Issue 361 - Improve http2 connection error handling #363

huntharo · 2024-01-05T16:40:42Z

Partial fix for Frequent OOM kills - Isolated tohttp2 - 50 GB of RAM usage on MacBook, causing system OOM #361
ONLY implemented for the -z 10s (work_until) case
TODO:
- The futures are not aborted when the timer is hit, which will cause long running requests to delay the program exit - this is only due to a borrow/move problem that I cannot figure out
- Implement for the non-work_until cases
- Add a timeout to the TCP socket setup - this appears to be where some of the delay on shutdown is happening if the server closes after startup
- Consider adding a delay to the reconnect loop so that it will not try to connect more than 1 time per second per concurrent connection - Without this the connect loop will spin at ~23k connect attempts/second for -c 20, for example
Test cases:
- Start with the server not running at all (never connects) - Currently this will exit on time - IMPROVED: Previously this would attempt to connect once for each -c, fail, and immediately exit - IMPROVED: Currently this will repeatedly try to connect until the specified timeout expires, then it will exit
- Start with the server running and leave it running
  - This works fine as before
- Start with the server running, exit the server, then restart the server before the test completes
  - This initially makes requests
  - IMPROVED: Previously this would OOM even if the server restarted - IMPROVED: Currently this will reconnect and continue making requests if the server restarts

After - Improved Behavior

oha-pr-363-after.mp4

Before - Existing Behavior

oha-pr-363-before.mp4

- Partial fix for hatoo#361 - ONLY implemented for the `-z 10s` (work_until) case - TODO: - [ ] The futures are not aborted when the timer is hit, which will cause long running requests to delay the program exit - this is only due to a borrow/move problem that I cannot figure out - [ ] Implement for the non-`work_until` cases - [ ] Add a timeout to the TCP socket setup - this appears to be where some of the delay on shutdown is happening if the server closes after startup - [ ] Consider adding a delay to the reconnect loop so that it will not try to connect more than 1 time per second per concurrent connection - Without this the connect loop will spin at ~23k connect attempts/second for `-c 20`, for example - Test cases: - Start with the server not running at all (never connects) - Currently this will exit on time - IMPROVED: Previously this would attempt to connect once for each `-c`, fail, and immediately exit - IMPROVED: Currently this will repeatedly try to connect until the specified timeout expires, then it will exit - Start with the server running and leave it running - This works fine as before - Start with the server running, exit the server, then restart the server before the test completes - This initially makes requests - IMPROVED: Previously this would OOM even if the server restarted - IMPROVED: Currently this will reconnect and continue making requests if the server restarts

hatoo · 2024-01-06T09:01:41Z

Great catch! 👍

I understand that a TCP connection should be restarted when one of the parallel connections gets an IO/hyper error.

> Short task 1:
Answer these about the pull request thread, one per line:
(a) For which case is the partial fix implemented?
(b) Without a reconnect delay, about how many connect attempts per second does the loop make for -c 20?
(c) According to hatoo, when should a TCP connection be restarted?
> Short task 2: Please list every TODO item in the pull request thread.
> Short task 3: Update the pull request thread starting at "hatoo · 2024-01-06T09:01:41Z" and ending at "an IO/hyper error.", with "parallel connections" replaced by "concurrent connections".

> Supplied records:
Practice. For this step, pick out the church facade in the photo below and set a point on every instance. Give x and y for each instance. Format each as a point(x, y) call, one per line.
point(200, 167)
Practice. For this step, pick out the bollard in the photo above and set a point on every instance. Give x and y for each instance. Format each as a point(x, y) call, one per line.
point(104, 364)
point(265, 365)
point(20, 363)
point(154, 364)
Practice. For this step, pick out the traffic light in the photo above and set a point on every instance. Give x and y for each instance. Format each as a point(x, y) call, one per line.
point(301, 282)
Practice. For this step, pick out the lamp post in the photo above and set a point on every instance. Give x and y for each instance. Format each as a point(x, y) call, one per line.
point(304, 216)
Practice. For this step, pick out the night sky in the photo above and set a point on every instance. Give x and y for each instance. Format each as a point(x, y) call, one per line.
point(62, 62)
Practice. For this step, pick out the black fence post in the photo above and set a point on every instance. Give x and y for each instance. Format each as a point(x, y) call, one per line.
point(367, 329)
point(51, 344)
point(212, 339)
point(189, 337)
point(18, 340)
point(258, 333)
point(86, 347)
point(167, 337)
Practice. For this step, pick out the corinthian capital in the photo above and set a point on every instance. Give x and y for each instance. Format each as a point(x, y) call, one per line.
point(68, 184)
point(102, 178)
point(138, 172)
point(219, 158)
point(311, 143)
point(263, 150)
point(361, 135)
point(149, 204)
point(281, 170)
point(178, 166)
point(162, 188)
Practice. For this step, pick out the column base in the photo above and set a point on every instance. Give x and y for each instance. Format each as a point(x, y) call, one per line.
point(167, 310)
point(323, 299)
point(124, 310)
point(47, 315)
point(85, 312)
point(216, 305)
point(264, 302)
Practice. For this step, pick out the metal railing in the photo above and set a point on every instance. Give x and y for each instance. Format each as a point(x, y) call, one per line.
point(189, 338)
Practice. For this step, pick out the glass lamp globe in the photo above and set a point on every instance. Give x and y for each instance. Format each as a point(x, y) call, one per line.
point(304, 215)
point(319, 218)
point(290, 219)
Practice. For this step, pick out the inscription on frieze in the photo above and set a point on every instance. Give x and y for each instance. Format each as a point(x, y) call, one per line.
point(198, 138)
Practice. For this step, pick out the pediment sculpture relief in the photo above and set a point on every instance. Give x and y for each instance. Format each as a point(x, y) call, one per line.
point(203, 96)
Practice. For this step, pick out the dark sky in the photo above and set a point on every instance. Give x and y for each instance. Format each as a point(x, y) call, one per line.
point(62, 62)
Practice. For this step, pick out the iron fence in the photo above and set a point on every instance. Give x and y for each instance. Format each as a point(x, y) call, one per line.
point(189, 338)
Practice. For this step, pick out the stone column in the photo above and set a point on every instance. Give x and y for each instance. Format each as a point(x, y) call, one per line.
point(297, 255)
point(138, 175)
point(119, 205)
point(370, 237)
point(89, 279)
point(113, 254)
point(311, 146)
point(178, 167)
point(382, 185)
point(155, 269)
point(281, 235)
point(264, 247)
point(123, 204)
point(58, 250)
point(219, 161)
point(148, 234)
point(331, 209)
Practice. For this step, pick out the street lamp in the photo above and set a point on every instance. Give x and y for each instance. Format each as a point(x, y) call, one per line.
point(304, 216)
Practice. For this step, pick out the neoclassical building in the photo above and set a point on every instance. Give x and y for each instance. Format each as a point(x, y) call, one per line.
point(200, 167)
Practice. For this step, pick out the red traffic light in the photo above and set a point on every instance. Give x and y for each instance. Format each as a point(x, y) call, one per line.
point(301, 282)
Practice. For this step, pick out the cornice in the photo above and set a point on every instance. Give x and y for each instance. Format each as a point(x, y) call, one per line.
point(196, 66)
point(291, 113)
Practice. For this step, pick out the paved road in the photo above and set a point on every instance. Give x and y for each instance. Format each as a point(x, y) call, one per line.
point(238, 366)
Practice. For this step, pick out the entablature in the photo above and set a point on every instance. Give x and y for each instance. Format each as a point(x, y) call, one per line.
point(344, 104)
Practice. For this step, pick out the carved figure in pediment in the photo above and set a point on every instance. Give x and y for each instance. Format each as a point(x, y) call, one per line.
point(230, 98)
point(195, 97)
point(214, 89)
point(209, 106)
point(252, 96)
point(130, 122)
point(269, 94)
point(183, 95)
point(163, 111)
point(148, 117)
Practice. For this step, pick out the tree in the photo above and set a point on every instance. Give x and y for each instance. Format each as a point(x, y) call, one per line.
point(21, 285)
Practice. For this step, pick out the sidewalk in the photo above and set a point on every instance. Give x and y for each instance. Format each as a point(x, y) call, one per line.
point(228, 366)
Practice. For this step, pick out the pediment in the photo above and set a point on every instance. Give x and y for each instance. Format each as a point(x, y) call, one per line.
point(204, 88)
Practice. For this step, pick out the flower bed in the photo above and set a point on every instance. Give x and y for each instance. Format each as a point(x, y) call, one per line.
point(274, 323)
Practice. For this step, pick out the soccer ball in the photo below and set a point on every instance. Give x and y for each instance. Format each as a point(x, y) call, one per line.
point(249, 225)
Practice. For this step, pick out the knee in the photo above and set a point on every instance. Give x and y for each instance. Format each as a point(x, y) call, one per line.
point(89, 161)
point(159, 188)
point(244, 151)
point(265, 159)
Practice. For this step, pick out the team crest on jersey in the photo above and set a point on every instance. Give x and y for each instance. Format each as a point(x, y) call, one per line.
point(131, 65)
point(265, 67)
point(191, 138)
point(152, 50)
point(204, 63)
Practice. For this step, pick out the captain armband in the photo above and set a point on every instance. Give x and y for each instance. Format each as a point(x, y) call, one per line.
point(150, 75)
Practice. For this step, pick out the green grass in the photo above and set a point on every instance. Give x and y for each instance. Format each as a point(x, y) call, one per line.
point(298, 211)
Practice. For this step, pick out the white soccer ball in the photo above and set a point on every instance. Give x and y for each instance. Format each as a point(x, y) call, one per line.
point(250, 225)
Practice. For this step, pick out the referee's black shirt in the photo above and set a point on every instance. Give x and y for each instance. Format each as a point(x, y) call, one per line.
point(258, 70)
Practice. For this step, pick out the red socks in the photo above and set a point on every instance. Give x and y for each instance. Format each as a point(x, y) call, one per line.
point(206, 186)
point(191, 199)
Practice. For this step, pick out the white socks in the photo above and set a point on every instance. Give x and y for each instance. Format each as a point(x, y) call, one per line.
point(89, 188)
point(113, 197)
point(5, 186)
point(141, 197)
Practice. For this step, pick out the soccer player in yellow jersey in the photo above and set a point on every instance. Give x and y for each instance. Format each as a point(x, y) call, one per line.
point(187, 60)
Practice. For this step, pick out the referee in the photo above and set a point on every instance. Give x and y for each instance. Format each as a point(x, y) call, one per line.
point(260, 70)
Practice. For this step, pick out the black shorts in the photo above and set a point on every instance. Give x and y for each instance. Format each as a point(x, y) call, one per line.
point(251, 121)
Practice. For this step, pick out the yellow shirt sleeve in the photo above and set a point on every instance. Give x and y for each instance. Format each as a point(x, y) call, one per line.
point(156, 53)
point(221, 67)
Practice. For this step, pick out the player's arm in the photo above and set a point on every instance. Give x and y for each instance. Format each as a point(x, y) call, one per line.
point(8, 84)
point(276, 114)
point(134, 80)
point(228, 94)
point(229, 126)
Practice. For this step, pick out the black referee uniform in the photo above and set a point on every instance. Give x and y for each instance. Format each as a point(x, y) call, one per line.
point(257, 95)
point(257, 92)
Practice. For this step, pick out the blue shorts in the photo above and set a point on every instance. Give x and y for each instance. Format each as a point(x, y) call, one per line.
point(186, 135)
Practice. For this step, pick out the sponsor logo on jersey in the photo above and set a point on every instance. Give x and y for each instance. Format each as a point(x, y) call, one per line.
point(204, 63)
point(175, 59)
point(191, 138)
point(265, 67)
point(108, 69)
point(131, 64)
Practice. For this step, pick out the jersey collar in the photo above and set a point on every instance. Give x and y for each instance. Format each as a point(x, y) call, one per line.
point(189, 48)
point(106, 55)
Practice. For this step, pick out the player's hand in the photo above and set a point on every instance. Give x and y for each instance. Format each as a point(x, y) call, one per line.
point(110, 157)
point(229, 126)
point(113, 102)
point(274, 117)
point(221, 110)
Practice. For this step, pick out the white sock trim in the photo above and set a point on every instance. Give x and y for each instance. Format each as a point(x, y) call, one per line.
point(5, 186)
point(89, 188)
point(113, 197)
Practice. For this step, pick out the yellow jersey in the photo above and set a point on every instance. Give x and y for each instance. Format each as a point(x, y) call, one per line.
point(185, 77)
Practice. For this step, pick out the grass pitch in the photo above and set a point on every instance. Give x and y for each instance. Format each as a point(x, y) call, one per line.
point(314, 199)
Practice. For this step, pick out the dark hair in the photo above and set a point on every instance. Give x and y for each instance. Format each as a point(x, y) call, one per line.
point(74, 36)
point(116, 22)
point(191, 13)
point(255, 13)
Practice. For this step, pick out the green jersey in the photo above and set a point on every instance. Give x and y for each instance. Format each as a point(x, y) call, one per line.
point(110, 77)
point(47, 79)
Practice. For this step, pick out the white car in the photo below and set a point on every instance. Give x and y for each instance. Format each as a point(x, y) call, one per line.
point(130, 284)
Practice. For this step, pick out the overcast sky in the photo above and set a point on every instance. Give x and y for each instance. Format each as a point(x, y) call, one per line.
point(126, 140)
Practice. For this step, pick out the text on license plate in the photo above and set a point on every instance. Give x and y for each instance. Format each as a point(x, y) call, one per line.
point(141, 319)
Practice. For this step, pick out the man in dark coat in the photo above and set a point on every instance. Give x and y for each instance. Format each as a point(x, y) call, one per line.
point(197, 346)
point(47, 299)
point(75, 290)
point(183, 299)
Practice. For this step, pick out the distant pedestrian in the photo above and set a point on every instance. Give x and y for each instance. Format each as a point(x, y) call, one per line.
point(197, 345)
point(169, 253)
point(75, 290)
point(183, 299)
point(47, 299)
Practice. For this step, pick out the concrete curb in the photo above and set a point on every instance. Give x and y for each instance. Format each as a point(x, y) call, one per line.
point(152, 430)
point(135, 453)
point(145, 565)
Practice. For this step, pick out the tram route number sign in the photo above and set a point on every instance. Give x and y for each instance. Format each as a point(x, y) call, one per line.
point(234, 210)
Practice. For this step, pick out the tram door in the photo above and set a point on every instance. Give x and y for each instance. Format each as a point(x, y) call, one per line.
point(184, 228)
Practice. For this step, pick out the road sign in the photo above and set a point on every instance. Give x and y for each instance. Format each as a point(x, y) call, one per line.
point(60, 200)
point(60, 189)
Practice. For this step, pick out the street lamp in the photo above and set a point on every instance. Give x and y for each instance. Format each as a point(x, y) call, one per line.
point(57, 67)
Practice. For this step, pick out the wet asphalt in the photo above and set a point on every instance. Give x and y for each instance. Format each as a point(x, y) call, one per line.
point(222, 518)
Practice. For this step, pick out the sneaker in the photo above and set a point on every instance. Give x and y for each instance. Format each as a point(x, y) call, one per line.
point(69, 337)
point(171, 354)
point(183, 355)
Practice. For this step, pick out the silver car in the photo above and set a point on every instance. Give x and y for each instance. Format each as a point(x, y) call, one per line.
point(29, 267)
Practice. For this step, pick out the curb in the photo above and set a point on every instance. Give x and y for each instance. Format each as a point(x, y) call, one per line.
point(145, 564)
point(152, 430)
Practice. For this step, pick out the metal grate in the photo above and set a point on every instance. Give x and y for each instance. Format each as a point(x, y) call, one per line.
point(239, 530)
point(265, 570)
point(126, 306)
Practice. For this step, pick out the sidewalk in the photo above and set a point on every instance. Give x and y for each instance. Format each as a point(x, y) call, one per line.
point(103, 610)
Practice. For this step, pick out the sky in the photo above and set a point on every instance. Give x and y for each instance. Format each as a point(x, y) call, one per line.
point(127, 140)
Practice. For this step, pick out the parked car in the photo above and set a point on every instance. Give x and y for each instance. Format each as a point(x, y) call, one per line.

> Written reply 1:
(a) The -z 10s (work_until) case.
(b) About 23k connect attempts per second.
(c) When one of the parallel connections gets an IO/hyper error.

> Written reply 2:
- Abort the futures when the timer is hit, since otherwise long running requests delay the program exit (blocked by a borrow/move problem).
- Implement the fix for the non-work_until cases.
- Add a timeout to the TCP socket setup, where some of the shutdown delay appears to happen if the server closes after startup.
- Consider adding a delay to the reconnect loop so it will not try to connect more than 1 time per second per concurrent connection.

> Written reply 3:
hatoo · 2024-01-06T09:01:41Z

Great catch! 👍

I understand that a TCP connection should be restarted when one of the concurrent connections gets an IO/hyper error.